## WORK INSTRUCTION 1
Answer these questions from the passage on free light chains.
(a) About how much higher is the production rate of free light chains than that of heavy chains?
(b) What is the serum half life of lambda free light chains?
(c) What is the kappa/lambda ratio in people with normal kidney function?
## WORK INSTRUCTION 2
Summarize the passage on free light chains in two sentences.

## SUPPLIED TEXT
----

Intact immunoglogulin molecules have two light chains of identical subtype, either kappa or lambda. In order to acheive the correct assembly of intact immunoglobulin, the production rate of FLCs is approximately 40% higher than that of heavy chains. The FLCs which are not incorporated into immunoglobulin molecules are released into the serum.

Around twice as many plasma cell produce kappa than produce lambda, but this is not reflected in their relative serum concentrations:
kappa FLCs

  • Typically circulate as monomers
  • Molecular weight of 22.5 kDa
  • Renal clearance of 40%
  • Serum half life of 2-4 hours

Lamba FLCs

  • Circulate as dimers
  • Molecular weight 45 kDa
  • Renal clearance of 20%
  • Serum half life of 3-6 hours

Note that the proximal tubules can reabsorb up to 30g of filtered protein per day, ensuring FLCs are present only in minute concentrations in healthy individuals.

Therefore, the measurable kappa/lamba ratio depends on the integrity of renal function. In people with normal kidney function, the kappa/lambda ratio is around 0.6, primarily due to the baseline higher clearance of kappa chains. As renal function declines, the role of the reticuloendothelial system in FLC removal takes on increasing importance. This process is not influenced by the molecular weight and so results in a progressive increase in the kappa/lambda ratio from 0.6 to 1.2 in patients with CKD 5.

The presence of monoclonal production of free light chain will result in an abnormal kappa/lambda ratio, with a monoclonal kappa producing a high ratio and a monoclonal lambda producing a low ratio. However, it’s important to remember that the reference range was developed from a population with normal renal function.

These are important principles to be aware of to allow proper interpretation of these tests in clinical practice.

----

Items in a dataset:
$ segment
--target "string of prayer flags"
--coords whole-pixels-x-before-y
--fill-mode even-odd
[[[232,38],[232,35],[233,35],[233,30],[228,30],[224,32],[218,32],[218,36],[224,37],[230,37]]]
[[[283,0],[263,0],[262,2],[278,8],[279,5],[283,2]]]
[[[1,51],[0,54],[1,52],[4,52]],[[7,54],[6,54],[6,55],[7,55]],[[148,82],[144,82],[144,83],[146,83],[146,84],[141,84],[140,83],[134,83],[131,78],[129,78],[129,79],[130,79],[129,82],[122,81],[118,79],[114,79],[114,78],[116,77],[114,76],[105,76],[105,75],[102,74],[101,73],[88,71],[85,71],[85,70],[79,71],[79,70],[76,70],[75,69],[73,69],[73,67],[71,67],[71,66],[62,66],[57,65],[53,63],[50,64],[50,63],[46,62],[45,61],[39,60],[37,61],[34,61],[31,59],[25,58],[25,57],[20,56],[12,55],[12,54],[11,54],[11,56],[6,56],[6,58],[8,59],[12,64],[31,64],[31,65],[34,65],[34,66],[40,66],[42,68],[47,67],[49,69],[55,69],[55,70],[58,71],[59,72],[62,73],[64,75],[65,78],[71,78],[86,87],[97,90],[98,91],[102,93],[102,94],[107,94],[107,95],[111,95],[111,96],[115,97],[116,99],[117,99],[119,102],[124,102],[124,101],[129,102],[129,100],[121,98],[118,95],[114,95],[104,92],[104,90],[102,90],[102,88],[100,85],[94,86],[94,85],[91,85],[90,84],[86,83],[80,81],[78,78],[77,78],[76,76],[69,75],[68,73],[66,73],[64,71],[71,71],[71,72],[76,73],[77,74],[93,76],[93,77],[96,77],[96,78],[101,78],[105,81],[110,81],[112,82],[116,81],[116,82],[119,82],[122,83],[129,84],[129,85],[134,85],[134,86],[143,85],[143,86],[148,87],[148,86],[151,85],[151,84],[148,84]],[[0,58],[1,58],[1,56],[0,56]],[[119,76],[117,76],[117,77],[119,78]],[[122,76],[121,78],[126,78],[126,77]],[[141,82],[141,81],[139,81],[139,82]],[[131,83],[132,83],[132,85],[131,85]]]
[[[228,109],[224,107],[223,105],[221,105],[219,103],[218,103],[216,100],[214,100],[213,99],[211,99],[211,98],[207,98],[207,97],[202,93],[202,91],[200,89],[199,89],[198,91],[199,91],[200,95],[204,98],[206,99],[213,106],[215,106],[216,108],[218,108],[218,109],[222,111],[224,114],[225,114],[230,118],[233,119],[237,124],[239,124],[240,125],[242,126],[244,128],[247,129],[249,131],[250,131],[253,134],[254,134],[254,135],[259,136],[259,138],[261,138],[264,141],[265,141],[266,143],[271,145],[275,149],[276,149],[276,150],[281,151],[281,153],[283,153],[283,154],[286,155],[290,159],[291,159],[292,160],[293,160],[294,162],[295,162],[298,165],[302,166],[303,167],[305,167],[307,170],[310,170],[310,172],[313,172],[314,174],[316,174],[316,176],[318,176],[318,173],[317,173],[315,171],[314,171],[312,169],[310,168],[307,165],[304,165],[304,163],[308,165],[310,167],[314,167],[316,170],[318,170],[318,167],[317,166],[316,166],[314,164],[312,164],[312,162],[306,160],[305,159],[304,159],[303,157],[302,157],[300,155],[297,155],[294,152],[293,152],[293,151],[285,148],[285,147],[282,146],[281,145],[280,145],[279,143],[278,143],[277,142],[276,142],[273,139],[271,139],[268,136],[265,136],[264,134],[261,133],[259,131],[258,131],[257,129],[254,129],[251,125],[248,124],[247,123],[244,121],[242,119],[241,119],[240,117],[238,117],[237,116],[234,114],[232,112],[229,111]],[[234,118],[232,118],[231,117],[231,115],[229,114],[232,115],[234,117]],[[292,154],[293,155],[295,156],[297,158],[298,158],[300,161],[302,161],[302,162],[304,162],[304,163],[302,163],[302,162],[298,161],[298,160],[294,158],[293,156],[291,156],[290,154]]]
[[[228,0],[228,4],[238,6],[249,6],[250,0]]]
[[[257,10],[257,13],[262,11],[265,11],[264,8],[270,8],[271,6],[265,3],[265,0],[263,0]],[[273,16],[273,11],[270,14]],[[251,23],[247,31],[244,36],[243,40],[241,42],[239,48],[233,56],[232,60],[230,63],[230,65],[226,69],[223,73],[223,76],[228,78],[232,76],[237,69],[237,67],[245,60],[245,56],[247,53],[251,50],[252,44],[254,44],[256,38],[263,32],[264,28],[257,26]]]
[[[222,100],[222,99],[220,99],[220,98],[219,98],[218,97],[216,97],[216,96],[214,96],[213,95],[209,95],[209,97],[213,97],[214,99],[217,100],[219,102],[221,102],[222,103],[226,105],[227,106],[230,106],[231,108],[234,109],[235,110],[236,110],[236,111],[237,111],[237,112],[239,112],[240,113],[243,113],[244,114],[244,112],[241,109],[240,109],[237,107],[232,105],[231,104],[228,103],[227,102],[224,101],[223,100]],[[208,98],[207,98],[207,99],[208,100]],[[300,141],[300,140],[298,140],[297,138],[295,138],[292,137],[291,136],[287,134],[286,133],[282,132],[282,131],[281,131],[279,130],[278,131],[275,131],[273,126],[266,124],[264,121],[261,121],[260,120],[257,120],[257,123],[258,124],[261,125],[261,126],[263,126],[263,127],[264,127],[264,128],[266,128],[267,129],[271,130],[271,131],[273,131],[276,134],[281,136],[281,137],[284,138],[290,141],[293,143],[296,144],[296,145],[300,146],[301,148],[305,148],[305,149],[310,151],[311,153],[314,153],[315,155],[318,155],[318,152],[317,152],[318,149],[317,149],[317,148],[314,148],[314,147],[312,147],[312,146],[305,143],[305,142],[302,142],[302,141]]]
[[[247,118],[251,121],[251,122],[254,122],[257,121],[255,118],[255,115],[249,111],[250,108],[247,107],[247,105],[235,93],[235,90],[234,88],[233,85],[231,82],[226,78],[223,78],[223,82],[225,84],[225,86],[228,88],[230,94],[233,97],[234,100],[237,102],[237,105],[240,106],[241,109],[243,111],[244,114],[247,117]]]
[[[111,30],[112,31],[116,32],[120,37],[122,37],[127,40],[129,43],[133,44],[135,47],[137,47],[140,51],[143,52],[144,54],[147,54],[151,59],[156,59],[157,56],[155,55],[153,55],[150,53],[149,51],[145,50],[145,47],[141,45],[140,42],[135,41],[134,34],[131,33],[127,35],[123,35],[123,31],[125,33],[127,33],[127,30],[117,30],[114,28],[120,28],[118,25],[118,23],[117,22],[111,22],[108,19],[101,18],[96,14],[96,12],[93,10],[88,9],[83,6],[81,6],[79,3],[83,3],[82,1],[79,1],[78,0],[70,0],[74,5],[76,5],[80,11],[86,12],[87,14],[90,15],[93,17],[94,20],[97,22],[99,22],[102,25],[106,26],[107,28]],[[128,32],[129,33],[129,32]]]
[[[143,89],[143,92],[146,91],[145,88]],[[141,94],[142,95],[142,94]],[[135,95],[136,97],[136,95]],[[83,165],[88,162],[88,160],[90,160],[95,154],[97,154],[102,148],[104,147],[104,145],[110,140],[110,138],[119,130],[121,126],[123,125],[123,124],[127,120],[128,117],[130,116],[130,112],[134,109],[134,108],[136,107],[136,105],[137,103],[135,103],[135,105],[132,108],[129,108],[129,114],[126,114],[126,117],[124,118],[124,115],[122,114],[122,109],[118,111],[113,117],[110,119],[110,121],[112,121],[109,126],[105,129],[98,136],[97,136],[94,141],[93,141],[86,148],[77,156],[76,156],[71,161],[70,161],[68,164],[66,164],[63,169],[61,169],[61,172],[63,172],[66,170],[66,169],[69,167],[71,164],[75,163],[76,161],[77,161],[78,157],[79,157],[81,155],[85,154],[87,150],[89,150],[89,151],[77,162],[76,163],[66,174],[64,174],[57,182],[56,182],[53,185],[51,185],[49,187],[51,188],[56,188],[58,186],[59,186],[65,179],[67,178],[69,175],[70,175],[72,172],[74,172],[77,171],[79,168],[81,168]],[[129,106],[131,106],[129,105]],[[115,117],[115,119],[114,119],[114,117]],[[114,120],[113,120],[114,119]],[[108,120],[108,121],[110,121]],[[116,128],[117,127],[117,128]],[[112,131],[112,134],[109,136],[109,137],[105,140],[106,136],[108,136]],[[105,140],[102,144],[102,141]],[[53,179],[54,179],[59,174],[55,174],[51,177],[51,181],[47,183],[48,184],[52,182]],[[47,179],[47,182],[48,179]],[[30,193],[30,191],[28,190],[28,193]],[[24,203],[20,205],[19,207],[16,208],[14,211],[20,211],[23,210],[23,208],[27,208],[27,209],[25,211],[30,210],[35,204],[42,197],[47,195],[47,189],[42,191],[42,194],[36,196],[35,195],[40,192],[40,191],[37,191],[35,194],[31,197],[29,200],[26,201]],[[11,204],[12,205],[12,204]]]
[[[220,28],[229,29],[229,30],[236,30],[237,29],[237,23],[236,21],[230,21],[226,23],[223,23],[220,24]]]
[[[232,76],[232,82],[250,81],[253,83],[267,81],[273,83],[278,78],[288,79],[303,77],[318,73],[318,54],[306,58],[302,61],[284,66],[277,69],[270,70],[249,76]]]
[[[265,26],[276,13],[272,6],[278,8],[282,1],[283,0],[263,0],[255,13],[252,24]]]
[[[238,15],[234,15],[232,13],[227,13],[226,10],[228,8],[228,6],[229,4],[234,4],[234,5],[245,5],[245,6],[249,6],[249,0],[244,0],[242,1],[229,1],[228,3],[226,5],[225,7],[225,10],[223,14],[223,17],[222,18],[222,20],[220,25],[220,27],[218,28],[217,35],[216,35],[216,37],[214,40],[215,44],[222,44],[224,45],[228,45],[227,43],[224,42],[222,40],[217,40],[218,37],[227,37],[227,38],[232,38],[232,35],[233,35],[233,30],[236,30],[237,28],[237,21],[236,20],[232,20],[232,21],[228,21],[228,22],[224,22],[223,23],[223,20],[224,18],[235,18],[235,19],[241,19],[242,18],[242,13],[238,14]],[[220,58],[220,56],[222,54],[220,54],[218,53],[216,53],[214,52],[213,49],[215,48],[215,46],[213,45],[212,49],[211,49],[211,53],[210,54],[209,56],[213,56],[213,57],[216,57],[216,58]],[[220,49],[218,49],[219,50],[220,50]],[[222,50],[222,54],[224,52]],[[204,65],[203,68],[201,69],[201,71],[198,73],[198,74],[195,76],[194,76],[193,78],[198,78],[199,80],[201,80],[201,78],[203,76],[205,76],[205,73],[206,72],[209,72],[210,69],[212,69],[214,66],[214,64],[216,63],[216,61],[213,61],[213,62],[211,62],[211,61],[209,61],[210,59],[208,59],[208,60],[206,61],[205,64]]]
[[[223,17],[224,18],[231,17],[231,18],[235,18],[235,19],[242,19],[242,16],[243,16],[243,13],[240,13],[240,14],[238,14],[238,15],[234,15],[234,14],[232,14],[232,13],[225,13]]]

----

## FINAL ANSWER 1
(a) Approximately 40% higher.
(b) 3-6 hours.
(c) Around 0.6.

## FINAL ANSWER 2
Free light chains are produced about 40% faster than heavy chains, and those not incorporated into immunoglobulin are released into the serum, where kappa and lambda chains differ in circulating form, molecular weight, renal clearance, and half life. The kappa/lambda ratio depends on renal function, rising from around 0.6 with normal kidneys to 1.2 in CKD 5, and monoclonal production makes it abnormally high or low, though the reference range was developed from a population with normal renal function.